§ **Exercise requirements**: Among the entries that follow, find every line with the word "ceiling" and copy it.

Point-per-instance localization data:

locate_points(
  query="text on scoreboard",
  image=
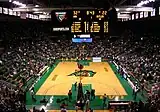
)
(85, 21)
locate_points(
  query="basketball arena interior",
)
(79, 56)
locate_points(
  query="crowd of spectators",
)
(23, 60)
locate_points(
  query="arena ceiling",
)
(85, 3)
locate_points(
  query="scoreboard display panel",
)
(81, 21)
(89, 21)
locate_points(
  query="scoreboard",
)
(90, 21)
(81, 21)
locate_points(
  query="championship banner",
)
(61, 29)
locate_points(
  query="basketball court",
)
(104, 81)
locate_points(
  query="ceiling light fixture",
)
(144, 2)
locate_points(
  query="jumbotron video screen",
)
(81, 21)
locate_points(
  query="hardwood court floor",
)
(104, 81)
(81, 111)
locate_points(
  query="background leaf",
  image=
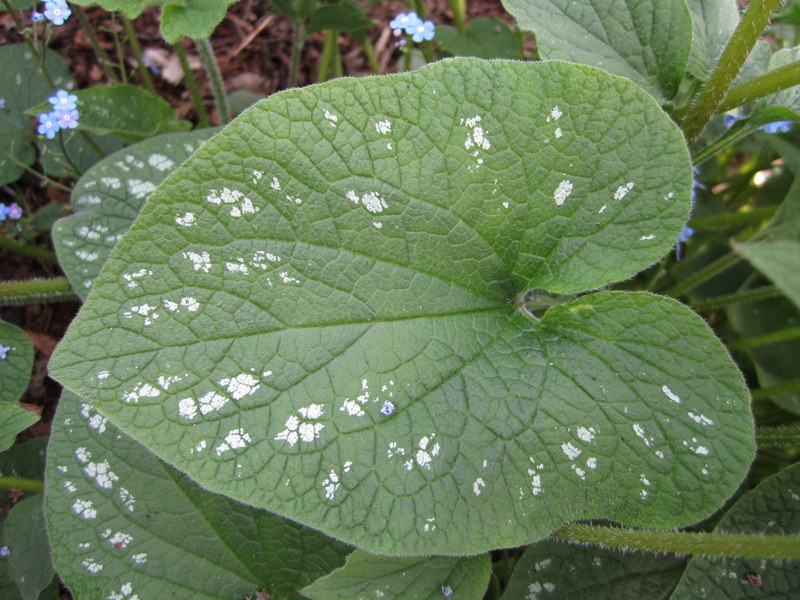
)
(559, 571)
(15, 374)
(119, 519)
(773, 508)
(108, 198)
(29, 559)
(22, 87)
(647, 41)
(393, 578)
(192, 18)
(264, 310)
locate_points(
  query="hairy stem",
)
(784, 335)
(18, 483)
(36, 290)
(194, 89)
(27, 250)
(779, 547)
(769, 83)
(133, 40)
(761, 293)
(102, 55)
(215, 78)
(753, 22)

§ **Result of this task**:
  query="arena ceiling",
  query="ceiling light fixture",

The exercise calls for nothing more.